Text shown:
The Bank of England has warned the inflation squeeze on households will intensify further this autumn after Russia’s invasion of Ukraine added to the pressure on energy prices.
Surging inflation – now expected to hit 8% next month – prompted the Bank to hike its interest rate by 0.25 percentage points to 0.75%, taking it to its pre-pandemic level.
But instead of peaking in April, the rate of consumer price increases is forecast to hit an even higher level in October that could be “several percentage points” above what was pencilled in just last month, the Bank said.
The spike in inflation expected next month is driven by a 54% rise in Ofgem’s energy cap, prompted by surging wholesale energy prices, that is set to come into force.
But Russia’s invasion of Ukraine has driven wholesale prices even higher – and that could mean bills going up by a further 35% when the cap is reset in October, according to the Bank’s monetary policy committee (MPC).
The MPC said that developments since its last set of economic projections in February were “likely to accentuate both the peak in inflation and the adverse impact on activity by intensifying the squeeze on household incomes”.
That is notable because the Bank was already predicting last month that, even before the impact of the war, households were facing a real terms fall in income of 2% this year – the biggest since comparable records began three decades ago.
The latest remarks pointed to the increase in commodity prices including food as well as energy since Russia’s invasion, which it also said would exacerbate global supply chain disruptions “and has increased the uncertainty around the economic outlook significantly”.
Economic growth in countries that are net energy importers, including the UK, was likely to slow, the MPC said.
The Bank thinks UK GDP will have grown slighty better than previously expected in the first quarter of this year as it emerged from Omicron restrictions.
But there were also “tentative signs that the squeeze on real disposable incomes was starting to weigh on the household sector”.
The Bank’s interest rate hike is the third increase in a row in as many policy meetings.
It was slashed to 0.1% two years ago as officials took emergency action to try to cushion the economy and financial markets from the COVID-19 downturn and was increased in both December and February.
The hikes directly affect around two million home owners with variable rate mortgages.

Records supplied:

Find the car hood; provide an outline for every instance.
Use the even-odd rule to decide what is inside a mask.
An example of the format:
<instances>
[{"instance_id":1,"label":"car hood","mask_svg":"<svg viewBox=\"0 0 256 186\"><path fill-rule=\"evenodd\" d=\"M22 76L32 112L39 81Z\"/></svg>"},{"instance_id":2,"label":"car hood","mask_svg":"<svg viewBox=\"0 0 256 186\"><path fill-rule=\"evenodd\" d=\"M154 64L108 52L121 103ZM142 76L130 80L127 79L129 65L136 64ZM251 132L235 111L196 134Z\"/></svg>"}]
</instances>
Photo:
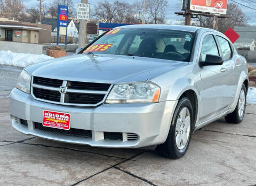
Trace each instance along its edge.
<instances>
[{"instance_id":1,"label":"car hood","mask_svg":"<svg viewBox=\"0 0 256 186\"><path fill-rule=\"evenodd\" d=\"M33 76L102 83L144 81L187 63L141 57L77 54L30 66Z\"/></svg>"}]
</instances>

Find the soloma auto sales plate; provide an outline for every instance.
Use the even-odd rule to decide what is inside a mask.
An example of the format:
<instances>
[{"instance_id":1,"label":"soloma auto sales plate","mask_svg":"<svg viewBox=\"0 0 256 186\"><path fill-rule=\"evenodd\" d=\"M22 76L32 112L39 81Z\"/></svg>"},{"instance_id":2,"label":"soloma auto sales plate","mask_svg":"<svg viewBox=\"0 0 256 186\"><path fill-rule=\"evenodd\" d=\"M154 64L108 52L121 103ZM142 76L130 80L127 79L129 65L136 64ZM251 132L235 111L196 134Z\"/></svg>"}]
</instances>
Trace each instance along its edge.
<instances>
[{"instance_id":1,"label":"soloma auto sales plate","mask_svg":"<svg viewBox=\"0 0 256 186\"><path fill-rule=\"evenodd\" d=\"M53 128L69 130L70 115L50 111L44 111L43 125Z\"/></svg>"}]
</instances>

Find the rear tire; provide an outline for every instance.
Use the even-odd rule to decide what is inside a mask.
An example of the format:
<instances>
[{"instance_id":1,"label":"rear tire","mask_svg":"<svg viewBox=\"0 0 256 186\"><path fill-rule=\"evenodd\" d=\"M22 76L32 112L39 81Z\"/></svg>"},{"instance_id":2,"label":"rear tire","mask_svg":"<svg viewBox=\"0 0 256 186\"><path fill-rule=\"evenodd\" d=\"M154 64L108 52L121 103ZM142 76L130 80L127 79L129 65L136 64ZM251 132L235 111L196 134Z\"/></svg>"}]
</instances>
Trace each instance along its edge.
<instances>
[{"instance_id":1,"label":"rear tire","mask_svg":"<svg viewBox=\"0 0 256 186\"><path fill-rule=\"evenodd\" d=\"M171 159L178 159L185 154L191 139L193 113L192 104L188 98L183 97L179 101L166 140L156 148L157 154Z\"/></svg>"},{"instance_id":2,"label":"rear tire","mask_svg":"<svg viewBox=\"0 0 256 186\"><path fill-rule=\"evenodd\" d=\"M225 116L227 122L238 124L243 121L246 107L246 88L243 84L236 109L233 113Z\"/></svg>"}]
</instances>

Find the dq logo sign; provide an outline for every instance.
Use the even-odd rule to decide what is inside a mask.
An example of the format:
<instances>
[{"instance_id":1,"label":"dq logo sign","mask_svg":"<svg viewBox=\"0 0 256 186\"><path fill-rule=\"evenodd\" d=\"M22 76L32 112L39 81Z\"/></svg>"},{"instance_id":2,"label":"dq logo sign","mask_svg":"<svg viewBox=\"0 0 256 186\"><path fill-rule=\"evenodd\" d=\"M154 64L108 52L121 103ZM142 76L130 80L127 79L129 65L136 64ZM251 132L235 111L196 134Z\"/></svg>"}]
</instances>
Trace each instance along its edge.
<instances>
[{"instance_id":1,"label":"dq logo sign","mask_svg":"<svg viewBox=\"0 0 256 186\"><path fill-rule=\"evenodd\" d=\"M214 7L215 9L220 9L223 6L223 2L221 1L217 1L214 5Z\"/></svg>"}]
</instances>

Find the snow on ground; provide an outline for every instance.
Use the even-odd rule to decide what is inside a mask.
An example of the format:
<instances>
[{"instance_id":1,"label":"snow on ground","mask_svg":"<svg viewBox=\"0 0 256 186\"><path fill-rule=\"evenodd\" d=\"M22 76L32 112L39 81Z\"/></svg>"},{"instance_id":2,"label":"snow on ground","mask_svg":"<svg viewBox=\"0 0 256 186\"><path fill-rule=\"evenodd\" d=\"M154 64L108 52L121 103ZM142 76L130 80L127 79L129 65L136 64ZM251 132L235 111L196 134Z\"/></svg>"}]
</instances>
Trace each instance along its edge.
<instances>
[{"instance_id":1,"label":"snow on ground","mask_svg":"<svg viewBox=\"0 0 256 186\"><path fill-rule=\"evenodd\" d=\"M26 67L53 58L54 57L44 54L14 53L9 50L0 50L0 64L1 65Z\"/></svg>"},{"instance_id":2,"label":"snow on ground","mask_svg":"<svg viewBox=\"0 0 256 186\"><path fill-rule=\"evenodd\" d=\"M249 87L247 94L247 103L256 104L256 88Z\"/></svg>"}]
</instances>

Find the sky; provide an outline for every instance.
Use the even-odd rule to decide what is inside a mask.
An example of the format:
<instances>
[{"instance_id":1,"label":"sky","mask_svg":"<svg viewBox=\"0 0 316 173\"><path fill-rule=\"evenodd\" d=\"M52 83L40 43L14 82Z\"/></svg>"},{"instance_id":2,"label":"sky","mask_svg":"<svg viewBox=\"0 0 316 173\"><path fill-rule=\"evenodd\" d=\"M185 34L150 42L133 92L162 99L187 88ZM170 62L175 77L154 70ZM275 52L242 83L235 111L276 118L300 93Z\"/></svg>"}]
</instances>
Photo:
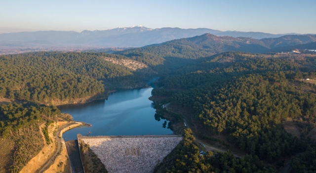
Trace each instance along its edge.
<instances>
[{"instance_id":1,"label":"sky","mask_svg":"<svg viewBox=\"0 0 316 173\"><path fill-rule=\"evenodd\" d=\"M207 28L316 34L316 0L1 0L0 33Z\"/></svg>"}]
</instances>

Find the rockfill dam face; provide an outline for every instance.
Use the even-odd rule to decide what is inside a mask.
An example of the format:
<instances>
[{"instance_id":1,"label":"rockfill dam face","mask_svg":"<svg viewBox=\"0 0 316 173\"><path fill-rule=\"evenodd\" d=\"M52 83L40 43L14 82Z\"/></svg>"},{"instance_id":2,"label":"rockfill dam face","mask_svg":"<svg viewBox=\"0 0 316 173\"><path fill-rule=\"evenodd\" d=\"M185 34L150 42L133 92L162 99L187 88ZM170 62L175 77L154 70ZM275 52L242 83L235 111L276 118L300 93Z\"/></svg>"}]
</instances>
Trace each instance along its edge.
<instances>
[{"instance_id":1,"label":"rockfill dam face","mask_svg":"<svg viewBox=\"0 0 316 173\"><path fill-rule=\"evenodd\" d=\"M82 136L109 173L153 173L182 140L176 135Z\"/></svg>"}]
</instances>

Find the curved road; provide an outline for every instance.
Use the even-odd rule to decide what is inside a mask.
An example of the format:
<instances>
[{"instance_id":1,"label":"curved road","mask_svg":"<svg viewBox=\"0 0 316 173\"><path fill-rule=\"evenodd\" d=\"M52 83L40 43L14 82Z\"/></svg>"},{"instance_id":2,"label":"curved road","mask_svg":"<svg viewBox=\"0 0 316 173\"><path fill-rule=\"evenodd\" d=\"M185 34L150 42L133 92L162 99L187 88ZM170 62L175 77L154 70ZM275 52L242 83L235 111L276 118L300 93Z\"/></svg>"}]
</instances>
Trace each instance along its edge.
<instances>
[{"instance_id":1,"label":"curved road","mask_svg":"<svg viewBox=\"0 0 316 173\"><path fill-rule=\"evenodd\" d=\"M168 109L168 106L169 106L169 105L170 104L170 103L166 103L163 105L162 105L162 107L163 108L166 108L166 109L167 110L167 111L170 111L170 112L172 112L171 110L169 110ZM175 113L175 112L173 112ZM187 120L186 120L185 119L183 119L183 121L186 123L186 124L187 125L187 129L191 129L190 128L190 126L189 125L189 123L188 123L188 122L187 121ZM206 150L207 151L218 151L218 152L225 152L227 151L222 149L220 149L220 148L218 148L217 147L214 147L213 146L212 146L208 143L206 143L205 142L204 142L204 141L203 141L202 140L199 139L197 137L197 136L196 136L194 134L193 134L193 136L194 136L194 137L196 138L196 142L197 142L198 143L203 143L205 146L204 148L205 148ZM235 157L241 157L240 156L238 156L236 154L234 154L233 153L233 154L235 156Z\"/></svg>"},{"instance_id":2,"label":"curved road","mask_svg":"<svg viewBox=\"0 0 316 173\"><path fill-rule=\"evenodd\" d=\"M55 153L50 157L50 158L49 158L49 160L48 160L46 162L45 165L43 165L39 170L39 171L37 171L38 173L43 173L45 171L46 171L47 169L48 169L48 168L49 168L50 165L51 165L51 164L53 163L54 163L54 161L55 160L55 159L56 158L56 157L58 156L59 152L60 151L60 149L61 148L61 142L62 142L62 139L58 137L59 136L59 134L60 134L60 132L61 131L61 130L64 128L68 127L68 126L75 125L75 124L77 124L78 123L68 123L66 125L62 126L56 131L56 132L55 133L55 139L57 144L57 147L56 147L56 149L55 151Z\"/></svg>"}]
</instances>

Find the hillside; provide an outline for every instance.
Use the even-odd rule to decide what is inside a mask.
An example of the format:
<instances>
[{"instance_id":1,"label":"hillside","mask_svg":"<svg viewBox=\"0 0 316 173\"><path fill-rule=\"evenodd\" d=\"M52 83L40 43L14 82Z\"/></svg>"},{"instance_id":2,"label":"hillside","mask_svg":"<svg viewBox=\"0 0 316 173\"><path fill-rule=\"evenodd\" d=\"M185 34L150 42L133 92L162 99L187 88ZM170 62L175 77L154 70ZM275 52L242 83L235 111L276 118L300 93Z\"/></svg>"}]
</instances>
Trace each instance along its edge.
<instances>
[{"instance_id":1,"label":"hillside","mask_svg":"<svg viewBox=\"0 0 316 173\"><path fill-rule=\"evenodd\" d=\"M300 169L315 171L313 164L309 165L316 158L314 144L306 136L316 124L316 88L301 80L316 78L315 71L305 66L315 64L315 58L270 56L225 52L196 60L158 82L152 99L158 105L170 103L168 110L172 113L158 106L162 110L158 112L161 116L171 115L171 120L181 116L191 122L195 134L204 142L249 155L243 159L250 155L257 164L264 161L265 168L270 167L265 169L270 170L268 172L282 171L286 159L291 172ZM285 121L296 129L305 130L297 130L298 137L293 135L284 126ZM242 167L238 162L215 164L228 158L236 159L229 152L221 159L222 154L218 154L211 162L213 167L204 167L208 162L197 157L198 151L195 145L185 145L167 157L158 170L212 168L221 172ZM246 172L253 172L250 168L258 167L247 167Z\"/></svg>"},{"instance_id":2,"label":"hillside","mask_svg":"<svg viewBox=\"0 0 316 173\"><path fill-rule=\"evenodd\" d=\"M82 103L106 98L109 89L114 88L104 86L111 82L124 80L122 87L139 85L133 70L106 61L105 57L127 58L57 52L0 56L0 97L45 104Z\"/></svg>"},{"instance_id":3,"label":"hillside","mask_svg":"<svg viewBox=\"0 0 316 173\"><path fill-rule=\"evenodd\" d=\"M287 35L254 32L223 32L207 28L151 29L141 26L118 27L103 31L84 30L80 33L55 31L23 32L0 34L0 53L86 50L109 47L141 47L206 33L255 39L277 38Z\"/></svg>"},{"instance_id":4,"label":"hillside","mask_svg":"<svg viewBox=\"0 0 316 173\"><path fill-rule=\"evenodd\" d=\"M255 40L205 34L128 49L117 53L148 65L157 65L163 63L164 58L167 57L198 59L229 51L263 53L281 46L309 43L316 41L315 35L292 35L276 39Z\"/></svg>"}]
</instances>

Problems to solve:
- a) Print the portion of the article on the Bank of England rate rise between "The Bank thinks" and "from Omicron restrictions.", inclusive.
- b) Answer these questions using the article on the Bank of England rate rise:
(i) To what level did the Bank raise its interest rate?
(ii) By what percentage is Ofgem's energy cap set to rise?
(iii) About how many home owners with variable rate mortgages do the hikes directly affect?
- c) Pick up the article on the Bank of England rate rise after its final sentence and continue writing it.

Answers to the exercise:
- a)
The Bank thinks UK GDP will have grown slighty better than previously expected in the first quarter of this year as it emerged from Omicron restrictions.

- b)
(i) 0.75%
(ii) 54%
(iii) Around two million

- c)
Inflation is already at a three-decade high at 5.5% – compared to the Bank’s target of 2%.
The MPC has acknowledged that the shock caused by Russia’s invasion of Ukraine will hit economic growth as well as driving up inflation.
That means it faces a careful balancing act between raising rates to cool price rises without moving so sharply that it risks helping tip the UK into a renewed downturn.
Analysts saw some softening of the language used by the MPC in the minutes of its latest meeting, in which its members voted for the rate hike by an 8-1 majority, about the prospects for further increases over coming months.
It said it “judged that some further modest tightening might be appropriate in the coming months, but there were risks
on both sides of that judgment depending on how medium-term prospects evolved “
CBI lead economist Alpesh Paleja said: “The MPC are clearly making moves to counter growing inflation.
“But they will be walking a tightrope in the months ahead.”
Samuel Tombs, chief UK economist at Pantheon Macroeconomics, said: “Today’s minutes leave us more confident in our view that the rate hiking cycle will stall after the Committee increases Bank rate to 1%, most likely at the next meeting in May.”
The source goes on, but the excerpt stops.